[[ SELECTED PASSAGE open ]]

The male rape cases span several hundred miles and possibly include hundreds of victims. The American Bar Association, which runs a sexual violence legal clinic in Goma, said that more than 10 percent of its cases in June were men.
Brandi Walker, an aid worker at Panzi hospital in nearby Bukavu, said, “Everywhere we go, people say men are getting raped, too.”
But nobody knows the exact number. Men here, like anywhere, are reluctant to come forward. Several who did said they instantly became castaways in their villages, lonely, ridiculed figures, derisively referred to as “bush wives.”
Since being raped several weeks ago, Mr. Ziwa, 53, has not shown much interest in practicing animal medicine, his trade for years. He limps around (his left leg was crushed in the attack) in a soiled white lab coat with “veterinaire” printed on it in red pen, carrying a few biscuit-size pills for dogs and sheep.
“Just thinking about what happened to me makes me tired,” he said.
The same is true for Tupapo Mukuli, who said he was pinned down on his stomach and gang-raped in his cassava patch seven months ago. Mr. Mukuli is now the lone man in the rape ward at Panzi hospital, which is filled with hundreds of women recovering from rape-related injuries. Many knit clothes and weave baskets to make a little money while their bodies heal.
But Mr. Mukuli is left out.
“I don’t know how to make baskets,” he said. So he spends his days sitting on a bench, by himself.
The male rape cases are still just a fraction of those against women. But for the men involved, aid workers say, it is even harder to bounce back.
“Men’s identity is so connected to power and control,” Ms. Walker said.
And in a place where homosexuality is so taboo, the rapes carry an extra dose of shame.
“I’m laughed at,” Mr. Mukuli said. “The people in my village say: ‘You’re no longer a man. Those men in the bush made you their wife.’ ”
Aid workers here say the humiliation is often so severe that male rape victims come forward only if they have urgent health problems, like stomach swelling or continuous bleeding. Sometimes even that is not enough. Ms. Van Woudenberg said that two men whose penises were cinched with rope died a few days later because they were too embarrassed to seek help. Castrations also seem to be increasing, with more butchered men showing up at major hospitals.
Last year, Congo’s rape epidemic appeared to be easing a bit, with fewer cases reported and some rapists jailed. But today, it seems like that thin veneer of law and order has been stripped away. The way villagers describe it, it is open season on civilians.
Muhindo Mwamurabagiro, a tall, graceful woman with long, strong arms, explained how she was walking to the market with friends when they were suddenly surrounded by a group of naked men.
“They grabbed us by the throat and threw us down and raped us,” she said.
Worse, she said, one of the rapists was from her village.
“I yelled, ‘Father of Kondo, I know you, how can you do this?’ ”
One mother said a United Nations peacekeeper raped her 12-year-old boy. A United Nations spokesman said that he had not heard that specific case but that there were indeed a number of new sexual abuse allegations against peacekeepers in Congo and that a team was sent in late July to investigate.
Congolese health professionals are becoming exasperated. Many argue for a political solution, not a military one, and say Western powers should put more pressure on Rwanda, which is widely accused of preserving its own stability by keeping the violence on the other side of the border.
“I understand the world feels guilty about what happened in Rwanda in 1994,” said Denis Mukwege, the lead doctor at Panzi Hospital, referring to Rwanda’s genocide. “But shouldn’t the world feel guilty about what’s happening in Congo today?”

[[ SELECTED PASSAGE closed ]]

# TASKS TO CARRY OUT
A: From the passage on rape in Congo, extract the text starting at "The same is" and ending at "Ms. Walker said.".
B: Decide whether each statement agrees with the passage on rape in Congo, answering yes or no and quoting the words of the passage that settle it. (i) The American Bar Association runs a sexual violence legal clinic in Goma. (ii) Mr. Ziwa's right leg was crushed in the attack. (iii) Mr. Mukuli is one of several men in the rape ward at Panzi hospital.
C: According to the passage on rape in Congo, what had Mr. Ziwa's trade been for years?

[[ SOURCE INFORMATION open ]]

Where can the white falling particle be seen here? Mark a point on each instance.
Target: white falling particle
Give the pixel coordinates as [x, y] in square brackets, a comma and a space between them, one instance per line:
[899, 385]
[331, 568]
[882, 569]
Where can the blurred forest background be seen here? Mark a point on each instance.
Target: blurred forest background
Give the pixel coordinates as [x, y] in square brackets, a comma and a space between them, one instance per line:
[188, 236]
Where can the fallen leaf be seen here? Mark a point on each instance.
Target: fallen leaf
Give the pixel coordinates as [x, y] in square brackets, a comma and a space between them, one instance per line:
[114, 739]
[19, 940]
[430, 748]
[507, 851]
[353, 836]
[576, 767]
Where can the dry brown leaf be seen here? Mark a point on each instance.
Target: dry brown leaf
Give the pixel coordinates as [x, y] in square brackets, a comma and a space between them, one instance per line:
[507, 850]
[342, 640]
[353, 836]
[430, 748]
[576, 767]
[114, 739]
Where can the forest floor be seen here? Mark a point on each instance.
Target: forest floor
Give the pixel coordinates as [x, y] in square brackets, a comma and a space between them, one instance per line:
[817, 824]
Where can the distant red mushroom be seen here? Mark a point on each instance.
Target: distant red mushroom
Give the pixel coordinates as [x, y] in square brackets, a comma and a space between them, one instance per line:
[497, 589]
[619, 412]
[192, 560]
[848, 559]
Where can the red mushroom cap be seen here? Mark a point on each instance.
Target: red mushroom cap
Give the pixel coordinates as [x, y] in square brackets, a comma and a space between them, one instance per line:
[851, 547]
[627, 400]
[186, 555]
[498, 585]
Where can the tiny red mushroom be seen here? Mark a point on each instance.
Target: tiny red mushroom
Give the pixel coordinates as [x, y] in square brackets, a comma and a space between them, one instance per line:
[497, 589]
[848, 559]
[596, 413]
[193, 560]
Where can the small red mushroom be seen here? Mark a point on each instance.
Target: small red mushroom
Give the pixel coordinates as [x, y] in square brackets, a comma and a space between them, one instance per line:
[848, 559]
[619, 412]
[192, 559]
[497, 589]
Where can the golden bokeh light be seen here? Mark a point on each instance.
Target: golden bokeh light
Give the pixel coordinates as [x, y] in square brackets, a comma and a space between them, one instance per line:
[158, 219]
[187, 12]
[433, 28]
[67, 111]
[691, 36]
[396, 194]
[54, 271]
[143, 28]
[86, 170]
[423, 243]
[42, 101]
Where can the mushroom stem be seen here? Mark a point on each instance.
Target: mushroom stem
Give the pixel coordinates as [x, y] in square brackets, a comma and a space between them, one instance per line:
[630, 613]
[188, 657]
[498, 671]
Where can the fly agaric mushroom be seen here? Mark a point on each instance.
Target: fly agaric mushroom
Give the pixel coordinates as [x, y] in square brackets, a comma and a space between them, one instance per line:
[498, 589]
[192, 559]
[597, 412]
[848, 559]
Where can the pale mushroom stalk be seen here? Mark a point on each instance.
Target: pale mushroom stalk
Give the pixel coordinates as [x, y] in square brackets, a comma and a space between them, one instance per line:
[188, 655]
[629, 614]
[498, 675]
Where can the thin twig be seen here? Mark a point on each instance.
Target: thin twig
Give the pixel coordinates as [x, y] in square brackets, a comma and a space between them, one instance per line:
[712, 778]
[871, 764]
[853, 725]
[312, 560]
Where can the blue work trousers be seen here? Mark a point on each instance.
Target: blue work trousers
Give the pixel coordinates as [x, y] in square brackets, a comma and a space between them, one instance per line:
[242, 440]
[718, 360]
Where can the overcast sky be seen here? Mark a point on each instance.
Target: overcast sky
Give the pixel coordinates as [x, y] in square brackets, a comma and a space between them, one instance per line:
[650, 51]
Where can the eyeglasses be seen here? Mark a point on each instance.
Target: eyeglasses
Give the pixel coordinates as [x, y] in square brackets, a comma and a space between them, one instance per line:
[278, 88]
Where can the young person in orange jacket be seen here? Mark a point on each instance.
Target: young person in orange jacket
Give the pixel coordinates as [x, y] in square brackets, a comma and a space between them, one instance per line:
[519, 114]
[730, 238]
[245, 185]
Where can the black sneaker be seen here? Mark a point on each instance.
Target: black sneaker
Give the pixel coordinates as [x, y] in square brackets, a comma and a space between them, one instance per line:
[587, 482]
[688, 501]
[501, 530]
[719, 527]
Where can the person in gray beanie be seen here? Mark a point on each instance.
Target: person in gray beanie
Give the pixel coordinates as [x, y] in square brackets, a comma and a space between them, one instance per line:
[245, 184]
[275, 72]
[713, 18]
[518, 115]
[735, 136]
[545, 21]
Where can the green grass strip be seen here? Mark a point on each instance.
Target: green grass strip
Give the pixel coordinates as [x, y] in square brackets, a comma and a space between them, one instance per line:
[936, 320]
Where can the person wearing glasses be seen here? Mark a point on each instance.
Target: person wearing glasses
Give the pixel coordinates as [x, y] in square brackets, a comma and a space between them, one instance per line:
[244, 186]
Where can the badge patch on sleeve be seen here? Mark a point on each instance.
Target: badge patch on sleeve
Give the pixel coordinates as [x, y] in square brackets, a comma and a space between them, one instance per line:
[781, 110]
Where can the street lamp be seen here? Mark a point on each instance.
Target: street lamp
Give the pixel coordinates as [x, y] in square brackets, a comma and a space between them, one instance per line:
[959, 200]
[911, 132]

[[ SOURCE INFORMATION closed ]]

# RESULTS OF THE TASKS
A:
The same is true for Tupapo Mukuli, who said he was pinned down on his stomach and gang-raped in his cassava patch seven months ago. Mr. Mukuli is now the lone man in the rape ward at Panzi hospital, which is filled with hundreds of women recovering from rape-related injuries. Many knit clothes and weave baskets to make a little money while their bodies heal.
But Mr. Mukuli is left out.
“I don’t know how to make baskets,” he said. So he spends his days sitting on a bench, by himself.
The male rape cases are still just a fraction of those against women. But for the men involved, aid workers say, it is even harder to bounce back.
“Men’s identity is so connected to power and control,” Ms. Walker said.

B:
(i) Yes: "The American Bar Association, which runs a sexual violence legal clinic in Goma"
(ii) No: "his left leg was crushed in the attack"
(iii) No: "Mr. Mukuli is now the lone man in the rape ward at Panzi hospital"

C: Practicing animal medicine.